(Exercise brief):
Restate all entries word for word, minus pictures.

(Data for this exercise):
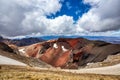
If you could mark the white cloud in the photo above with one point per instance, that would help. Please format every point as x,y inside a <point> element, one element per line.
<point>23,17</point>
<point>103,17</point>
<point>68,5</point>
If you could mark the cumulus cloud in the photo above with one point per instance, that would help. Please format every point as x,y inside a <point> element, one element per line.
<point>23,17</point>
<point>103,16</point>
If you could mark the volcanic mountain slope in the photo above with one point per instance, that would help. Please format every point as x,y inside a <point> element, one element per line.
<point>70,52</point>
<point>12,57</point>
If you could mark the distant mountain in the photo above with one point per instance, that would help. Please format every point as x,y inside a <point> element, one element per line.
<point>110,39</point>
<point>71,52</point>
<point>21,42</point>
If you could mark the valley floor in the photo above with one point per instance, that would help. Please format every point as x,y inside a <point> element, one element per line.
<point>27,73</point>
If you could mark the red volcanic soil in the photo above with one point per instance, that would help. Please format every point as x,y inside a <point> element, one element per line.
<point>71,52</point>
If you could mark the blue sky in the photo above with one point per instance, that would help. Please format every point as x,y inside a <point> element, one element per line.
<point>21,18</point>
<point>75,8</point>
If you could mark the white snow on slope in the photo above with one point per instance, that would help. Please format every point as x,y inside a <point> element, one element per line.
<point>8,61</point>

(Solution):
If you could mark the white cloud in the photo above with one point per instance, that would help. Please format every point as x,y inside a <point> element, one element per line.
<point>23,17</point>
<point>103,17</point>
<point>68,5</point>
If you could mark the cumulus cloud in the photo above with one point per instance, that would help. Please format every point as x,y inside a <point> element, one element per line.
<point>23,17</point>
<point>103,16</point>
If you could mark the volcanic mountain slope in the photo above with one point per instance, that would help. Please format every point as x,y inside a <point> element, one element per line.
<point>70,52</point>
<point>12,57</point>
If you could mark the distant mountain in the photo above with one point per instance, that would help. Please format every point as x,y inside a <point> element, one element per line.
<point>110,39</point>
<point>71,52</point>
<point>21,42</point>
If you could mark the valley floor in the photo above with one point per instance, that would help. Please format every point as x,y inside a <point> element, one element per line.
<point>27,73</point>
If you could mark the red volcanic soil in the photo above with one point per instance, that would help. Please format every point as x,y inside a <point> element, one element per line.
<point>71,52</point>
If you could mark the blue sky in the photo above with one point per instance, that would help. Please format every point as x,y inside a <point> element, one element per line.
<point>21,18</point>
<point>75,8</point>
If you could mark the white snow on slope in the photo above with one point per instance, that would help. Please format every point as x,y inside a <point> element, one element per line.
<point>8,61</point>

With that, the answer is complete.